Brief: Print the records below verbatim.

(Region pointing data)
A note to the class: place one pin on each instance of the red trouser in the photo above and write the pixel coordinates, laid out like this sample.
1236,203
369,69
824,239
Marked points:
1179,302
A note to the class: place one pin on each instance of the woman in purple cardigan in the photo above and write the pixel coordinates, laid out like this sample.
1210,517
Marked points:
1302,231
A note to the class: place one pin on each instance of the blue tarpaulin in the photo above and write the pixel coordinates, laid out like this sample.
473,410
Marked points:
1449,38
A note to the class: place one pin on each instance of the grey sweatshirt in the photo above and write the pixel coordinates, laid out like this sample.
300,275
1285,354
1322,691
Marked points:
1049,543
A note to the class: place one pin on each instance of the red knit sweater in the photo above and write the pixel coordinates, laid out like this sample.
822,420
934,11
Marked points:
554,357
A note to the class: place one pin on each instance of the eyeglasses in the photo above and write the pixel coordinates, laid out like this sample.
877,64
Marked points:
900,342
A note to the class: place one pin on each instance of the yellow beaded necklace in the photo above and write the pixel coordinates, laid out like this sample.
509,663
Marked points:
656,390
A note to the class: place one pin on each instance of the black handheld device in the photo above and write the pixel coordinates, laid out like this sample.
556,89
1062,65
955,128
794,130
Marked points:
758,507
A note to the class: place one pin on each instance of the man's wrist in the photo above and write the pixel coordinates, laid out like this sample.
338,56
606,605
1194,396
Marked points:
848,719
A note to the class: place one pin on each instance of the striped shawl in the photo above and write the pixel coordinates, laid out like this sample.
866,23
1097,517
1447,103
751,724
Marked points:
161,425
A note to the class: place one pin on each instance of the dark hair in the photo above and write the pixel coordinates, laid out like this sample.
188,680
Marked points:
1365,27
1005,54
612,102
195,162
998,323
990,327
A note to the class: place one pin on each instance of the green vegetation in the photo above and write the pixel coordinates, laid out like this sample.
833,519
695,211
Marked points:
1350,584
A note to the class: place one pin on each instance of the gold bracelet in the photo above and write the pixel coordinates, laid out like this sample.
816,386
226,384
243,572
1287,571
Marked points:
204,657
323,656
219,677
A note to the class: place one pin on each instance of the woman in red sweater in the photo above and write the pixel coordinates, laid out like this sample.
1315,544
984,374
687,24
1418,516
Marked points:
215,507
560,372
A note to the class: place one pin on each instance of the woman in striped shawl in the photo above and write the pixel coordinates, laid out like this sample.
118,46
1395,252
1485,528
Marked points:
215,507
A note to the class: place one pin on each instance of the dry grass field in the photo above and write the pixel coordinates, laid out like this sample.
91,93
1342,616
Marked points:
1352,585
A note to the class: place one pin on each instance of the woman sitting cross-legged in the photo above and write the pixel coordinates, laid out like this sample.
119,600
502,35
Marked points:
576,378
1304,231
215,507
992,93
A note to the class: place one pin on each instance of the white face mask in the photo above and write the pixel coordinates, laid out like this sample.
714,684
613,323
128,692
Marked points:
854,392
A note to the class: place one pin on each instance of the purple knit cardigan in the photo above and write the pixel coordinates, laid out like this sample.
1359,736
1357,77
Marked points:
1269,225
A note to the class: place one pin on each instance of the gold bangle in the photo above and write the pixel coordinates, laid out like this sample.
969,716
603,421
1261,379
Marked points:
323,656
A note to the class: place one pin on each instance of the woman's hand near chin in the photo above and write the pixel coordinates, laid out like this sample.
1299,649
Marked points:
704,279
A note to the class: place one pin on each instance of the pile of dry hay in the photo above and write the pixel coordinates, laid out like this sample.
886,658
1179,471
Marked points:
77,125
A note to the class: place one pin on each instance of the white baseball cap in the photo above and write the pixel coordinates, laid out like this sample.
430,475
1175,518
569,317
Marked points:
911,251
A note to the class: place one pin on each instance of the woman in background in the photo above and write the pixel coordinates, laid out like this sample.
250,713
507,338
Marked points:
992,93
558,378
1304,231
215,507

Answer to the exercise:
A note to the class: place one pin on each instance of the red trouser in the photo above and write the pixel coordinates, laid out like this sample.
1236,203
369,69
824,239
Marked points:
1179,302
A note to the class: place one pin on each instance of the woman in purple cardigan in the photo above and write the pixel coordinates, laid out like this sample.
1210,517
Marked points:
1302,231
A note to the class: place one pin on each instance of the blue tarpaulin in the photo above and write the pixel coordinates, laid out like this sample.
473,410
Marked points:
1449,38
A note to the class: place one pin on each instance of the grey sweatshirt in the photo above and write the pixel coordinates, laid out like this sample.
300,275
1285,354
1322,691
Marked points:
1049,543
A note to the class: place one pin on each instance of the red knit sweater in the photo above and write the pixel coordinates, laid out like this sample.
822,420
934,11
Marked points:
554,357
A note to the class: place one pin on each instance of the eyeglasses in the photo above and write the pixel coordinates, laid out like this sample.
877,64
Marked points:
900,342
A note to the class: place one pin on each instance of the yellow beaded necklace in the photo above and write the pixel coordinates, laid out like this sample.
509,663
Marked points:
656,390
A note to the class: place one pin on each instance of the black handheld device in the photo above and write the pixel coordinates, laid out like this sample.
556,89
1062,65
955,128
794,130
Marked points:
758,507
A note to the class: place one pin on each instance of the man's wrist in the photo above and write the pixel coordinates, laid out like this sample.
338,56
606,605
1194,396
Marked points:
848,719
A note to the class: place one pin on each instance of the striped shawl in the photo above and write the pixel coordinates, laid out like this sample.
866,23
1097,517
1447,103
751,724
Marked points:
161,425
A note to the class: place one pin on each instance of the dark hair in the photo above and write the pixel coordinates, laid out like this sample.
188,680
Marked points:
1365,27
1005,54
612,102
195,162
998,323
990,327
A note to the class: place one pin on each instance of the green vegetation in the photo above and write the pixel coordinates, laid out like this sample.
833,519
695,211
Marked points:
1350,584
A note to the class: place one pin on each instance of the gold bracelet in the photo above and write the pixel coordinates, laid out like this sample.
816,386
226,384
243,572
1287,571
Marked points:
204,657
323,656
219,677
A note to the class: place one pin on each instance of the woman in red sweater in the photo above and write the pixel coordinates, laid out like this sample.
1315,544
984,374
687,24
1418,516
Marked points:
215,507
560,372
A note to the class: place one pin on each instance of the woman in striped shawl in the photo above and write the pixel coordinates, laid out like this sample.
118,46
1395,252
1485,528
Marked points:
215,507
A note to the class: place one pin on each instance of the dry grass field in the photo above and write the pixel coordinates, laid out like this sample.
91,93
1342,616
Marked points:
1352,585
A note to the class: place one pin on each instance of the woman sitting cross-legged in the photo above and write the pixel coordinates, laid out like this sample.
119,600
502,35
Marked points:
576,378
1304,231
215,507
992,93
A note to the class: place one pin on each instance of the white face mask in the photo above and write the pixel coordinates, laid out like this sample.
714,684
613,323
128,692
Marked points:
854,392
A note to the class: place one pin on each instance of the purple knit cardigan in the photo above and write the pixel coordinates, laid out like this sample.
1359,736
1357,77
Marked points:
1269,225
A note to the class: place one pin on each instance of the gold bangle in the photo above and write the pixel coordinates, laid out like this sample.
969,716
603,421
1261,379
Marked points:
323,656
A note to the class: place one pin on each instance of the woman's hand near chin in the photo above and write the pixel coordinates, laid out like this sample.
1299,649
Marked points:
704,279
A note to the class: place one pin on each instance of the pile of dry hay in the photo above and write the pixel coordinates, laid out like this sample.
886,658
1179,471
Marked points:
77,125
A note to the class: place one pin on each instance of the white baseball cap in the photo above and write the pixel coordinates, laid out like this sample.
430,475
1175,518
569,317
Marked points:
911,251
A note to the class: place one pin on each instance of the woman in background in the photo above and write the pixel coordinates, laid out like this sample.
250,713
507,338
Marked points:
992,93
558,378
1304,231
215,507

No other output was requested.